### Work instructions:
The answer should hold only the line with "photo. Category: driftwood" and each line after it through the last line of the material, exactly.

Segment Open

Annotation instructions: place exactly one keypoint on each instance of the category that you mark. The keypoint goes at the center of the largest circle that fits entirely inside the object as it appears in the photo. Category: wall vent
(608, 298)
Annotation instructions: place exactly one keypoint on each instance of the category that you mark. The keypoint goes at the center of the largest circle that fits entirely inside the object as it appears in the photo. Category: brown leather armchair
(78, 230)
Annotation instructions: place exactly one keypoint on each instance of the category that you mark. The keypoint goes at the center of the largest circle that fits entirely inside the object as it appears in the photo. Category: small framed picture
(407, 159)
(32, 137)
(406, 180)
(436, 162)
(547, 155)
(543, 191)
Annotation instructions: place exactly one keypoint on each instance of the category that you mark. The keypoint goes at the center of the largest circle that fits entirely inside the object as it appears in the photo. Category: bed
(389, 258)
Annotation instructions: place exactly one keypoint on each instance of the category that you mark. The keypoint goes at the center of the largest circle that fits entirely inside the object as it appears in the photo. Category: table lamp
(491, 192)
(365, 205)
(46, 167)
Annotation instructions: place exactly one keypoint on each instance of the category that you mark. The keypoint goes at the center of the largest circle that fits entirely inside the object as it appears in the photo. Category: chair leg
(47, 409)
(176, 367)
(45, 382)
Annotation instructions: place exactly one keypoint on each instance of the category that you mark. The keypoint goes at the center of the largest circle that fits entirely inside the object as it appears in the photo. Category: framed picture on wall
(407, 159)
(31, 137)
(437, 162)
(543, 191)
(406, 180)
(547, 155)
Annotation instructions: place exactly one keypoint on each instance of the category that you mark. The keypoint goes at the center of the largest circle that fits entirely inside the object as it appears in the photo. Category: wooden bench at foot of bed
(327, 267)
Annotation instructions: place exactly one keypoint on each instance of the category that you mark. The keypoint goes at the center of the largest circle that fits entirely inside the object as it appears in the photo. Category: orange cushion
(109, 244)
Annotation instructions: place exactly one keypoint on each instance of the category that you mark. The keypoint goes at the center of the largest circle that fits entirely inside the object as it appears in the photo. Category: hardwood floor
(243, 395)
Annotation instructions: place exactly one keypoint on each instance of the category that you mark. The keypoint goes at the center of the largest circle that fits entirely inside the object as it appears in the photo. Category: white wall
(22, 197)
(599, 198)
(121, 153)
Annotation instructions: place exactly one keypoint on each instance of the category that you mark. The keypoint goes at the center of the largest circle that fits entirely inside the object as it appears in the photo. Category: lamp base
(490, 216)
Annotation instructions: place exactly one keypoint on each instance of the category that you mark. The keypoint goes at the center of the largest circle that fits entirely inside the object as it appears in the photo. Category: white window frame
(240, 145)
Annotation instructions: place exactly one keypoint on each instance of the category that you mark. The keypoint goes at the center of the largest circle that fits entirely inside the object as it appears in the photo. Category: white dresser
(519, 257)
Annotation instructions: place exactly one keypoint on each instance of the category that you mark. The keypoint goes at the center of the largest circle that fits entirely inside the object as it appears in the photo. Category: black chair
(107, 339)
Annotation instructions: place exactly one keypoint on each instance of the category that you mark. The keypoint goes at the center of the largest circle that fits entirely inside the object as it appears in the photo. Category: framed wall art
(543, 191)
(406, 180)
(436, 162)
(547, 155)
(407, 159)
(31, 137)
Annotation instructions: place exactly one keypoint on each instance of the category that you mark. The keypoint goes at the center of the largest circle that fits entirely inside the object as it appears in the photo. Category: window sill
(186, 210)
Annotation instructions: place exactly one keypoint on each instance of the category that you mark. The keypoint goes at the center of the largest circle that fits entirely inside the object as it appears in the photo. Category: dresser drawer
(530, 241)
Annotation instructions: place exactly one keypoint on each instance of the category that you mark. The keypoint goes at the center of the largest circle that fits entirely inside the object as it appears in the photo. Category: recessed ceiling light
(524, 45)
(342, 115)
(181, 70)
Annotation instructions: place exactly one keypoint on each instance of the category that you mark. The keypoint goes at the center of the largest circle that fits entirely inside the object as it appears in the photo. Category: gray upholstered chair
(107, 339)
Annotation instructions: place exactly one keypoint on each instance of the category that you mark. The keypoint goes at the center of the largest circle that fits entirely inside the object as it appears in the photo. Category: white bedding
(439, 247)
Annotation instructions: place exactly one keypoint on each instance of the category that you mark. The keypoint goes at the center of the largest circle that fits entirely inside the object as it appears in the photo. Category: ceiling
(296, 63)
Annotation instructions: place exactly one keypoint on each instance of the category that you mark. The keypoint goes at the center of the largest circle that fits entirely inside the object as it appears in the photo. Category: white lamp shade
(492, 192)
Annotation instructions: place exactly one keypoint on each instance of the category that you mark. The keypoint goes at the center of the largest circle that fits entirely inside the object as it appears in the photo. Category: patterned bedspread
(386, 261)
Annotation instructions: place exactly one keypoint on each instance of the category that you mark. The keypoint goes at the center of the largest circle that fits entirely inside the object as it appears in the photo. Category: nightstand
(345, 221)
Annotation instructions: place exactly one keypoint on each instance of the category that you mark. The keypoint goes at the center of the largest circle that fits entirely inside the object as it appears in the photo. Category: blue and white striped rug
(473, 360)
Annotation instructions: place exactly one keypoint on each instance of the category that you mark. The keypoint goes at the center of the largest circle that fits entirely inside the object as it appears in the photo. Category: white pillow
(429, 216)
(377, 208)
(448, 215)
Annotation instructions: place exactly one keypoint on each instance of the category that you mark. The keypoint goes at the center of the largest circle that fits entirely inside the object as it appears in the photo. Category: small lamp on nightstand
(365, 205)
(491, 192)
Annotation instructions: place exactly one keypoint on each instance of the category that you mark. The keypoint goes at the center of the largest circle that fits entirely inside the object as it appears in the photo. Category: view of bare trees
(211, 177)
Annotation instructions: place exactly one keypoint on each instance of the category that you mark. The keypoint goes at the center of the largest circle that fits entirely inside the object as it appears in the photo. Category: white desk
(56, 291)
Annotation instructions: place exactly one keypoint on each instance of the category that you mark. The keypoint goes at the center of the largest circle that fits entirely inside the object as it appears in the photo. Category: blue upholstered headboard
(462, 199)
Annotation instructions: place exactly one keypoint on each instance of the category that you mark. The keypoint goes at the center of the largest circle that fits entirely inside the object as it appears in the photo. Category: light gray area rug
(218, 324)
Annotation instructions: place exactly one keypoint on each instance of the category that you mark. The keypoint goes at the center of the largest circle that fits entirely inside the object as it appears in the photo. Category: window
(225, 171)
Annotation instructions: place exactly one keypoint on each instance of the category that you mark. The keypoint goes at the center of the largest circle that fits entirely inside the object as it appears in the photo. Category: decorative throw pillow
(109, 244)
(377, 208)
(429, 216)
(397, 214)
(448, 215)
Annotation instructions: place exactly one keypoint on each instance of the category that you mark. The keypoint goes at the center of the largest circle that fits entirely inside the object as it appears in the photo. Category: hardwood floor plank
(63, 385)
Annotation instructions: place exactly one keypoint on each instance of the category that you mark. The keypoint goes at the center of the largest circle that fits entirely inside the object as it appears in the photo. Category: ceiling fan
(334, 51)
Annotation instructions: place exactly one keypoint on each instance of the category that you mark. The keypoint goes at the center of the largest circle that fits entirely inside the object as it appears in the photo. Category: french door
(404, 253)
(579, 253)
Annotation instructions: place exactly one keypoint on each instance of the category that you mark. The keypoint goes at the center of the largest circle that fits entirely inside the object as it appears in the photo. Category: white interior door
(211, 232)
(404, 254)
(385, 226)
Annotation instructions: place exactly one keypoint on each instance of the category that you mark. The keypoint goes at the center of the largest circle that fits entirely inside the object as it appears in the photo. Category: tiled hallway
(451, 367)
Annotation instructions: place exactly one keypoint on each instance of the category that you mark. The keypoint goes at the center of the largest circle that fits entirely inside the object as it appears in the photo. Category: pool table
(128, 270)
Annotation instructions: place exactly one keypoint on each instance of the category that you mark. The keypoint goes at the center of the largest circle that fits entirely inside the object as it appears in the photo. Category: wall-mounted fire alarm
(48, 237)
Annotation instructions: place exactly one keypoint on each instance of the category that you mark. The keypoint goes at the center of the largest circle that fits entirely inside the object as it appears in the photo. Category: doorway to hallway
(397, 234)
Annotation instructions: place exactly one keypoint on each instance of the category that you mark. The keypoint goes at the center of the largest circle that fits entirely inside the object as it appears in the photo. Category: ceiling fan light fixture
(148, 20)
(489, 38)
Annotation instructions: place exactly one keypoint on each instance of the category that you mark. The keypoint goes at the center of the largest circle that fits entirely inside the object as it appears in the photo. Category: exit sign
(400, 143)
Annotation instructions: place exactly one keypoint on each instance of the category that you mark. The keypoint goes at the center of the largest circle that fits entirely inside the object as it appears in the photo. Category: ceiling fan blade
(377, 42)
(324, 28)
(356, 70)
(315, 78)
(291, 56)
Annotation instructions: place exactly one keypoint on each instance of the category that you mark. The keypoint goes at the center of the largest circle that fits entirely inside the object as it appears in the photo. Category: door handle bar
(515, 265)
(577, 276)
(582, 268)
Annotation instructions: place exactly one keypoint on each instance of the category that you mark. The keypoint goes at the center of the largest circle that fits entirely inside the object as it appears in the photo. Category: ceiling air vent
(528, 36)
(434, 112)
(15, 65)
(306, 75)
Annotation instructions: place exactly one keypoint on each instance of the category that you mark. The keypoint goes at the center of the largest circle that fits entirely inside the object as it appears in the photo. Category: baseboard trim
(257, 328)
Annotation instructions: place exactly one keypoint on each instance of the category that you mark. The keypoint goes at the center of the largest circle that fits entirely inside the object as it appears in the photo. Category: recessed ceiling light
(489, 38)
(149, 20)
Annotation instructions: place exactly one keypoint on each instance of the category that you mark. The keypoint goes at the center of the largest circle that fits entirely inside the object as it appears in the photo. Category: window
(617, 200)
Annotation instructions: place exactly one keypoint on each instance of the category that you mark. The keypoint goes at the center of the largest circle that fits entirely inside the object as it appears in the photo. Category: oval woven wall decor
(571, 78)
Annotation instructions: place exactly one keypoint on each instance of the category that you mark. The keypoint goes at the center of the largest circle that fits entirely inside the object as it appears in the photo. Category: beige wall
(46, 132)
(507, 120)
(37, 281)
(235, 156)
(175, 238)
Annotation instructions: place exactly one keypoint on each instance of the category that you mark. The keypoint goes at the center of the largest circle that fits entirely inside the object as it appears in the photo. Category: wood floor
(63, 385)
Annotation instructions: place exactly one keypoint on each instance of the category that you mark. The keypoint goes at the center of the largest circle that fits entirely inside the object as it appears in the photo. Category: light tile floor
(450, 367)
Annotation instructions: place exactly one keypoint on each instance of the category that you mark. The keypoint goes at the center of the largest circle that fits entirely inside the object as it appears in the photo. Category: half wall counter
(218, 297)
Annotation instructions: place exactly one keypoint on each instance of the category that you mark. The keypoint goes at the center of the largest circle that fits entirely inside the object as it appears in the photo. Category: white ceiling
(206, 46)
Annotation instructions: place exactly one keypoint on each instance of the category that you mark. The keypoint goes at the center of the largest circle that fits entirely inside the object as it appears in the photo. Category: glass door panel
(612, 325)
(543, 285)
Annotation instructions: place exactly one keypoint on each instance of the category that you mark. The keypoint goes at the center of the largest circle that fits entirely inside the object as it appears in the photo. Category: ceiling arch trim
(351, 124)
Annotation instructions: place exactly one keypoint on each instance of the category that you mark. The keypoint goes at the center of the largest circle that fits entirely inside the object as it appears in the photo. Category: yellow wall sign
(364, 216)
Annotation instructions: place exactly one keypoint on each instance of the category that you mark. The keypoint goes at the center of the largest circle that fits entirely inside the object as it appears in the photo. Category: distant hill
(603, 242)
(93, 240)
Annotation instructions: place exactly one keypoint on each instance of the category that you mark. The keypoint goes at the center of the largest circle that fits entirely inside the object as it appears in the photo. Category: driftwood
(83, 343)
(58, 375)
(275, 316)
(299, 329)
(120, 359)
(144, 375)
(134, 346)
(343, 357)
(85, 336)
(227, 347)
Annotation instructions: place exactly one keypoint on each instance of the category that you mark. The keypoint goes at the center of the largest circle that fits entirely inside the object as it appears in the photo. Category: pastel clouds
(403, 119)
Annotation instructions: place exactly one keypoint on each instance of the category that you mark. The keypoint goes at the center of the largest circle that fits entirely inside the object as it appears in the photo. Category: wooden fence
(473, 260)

Segment Closed

### Answer to this task:
Annotation instructions: place exactly one keypoint on each instance of the category that you mark. The keypoint goes at the center of the largest circle that fits entirely inside the object as it appears in the photo. Category: driftwood
(83, 343)
(58, 375)
(275, 316)
(299, 329)
(120, 359)
(144, 375)
(134, 346)
(343, 357)
(85, 336)
(227, 347)
Annotation instructions: place exactly one keypoint on each instance of the category that you mark. The keypoint goes at the center of the largest circle that fits entirely inside the object as it appears in the photo. Category: pastel clouds
(403, 119)
Annotation instructions: place exactly one keypoint on each instance of the category that you mark. The keypoint goes at the center of the largest circle that fits entirely inside the object as it appears in the photo. Category: wooden fence
(473, 260)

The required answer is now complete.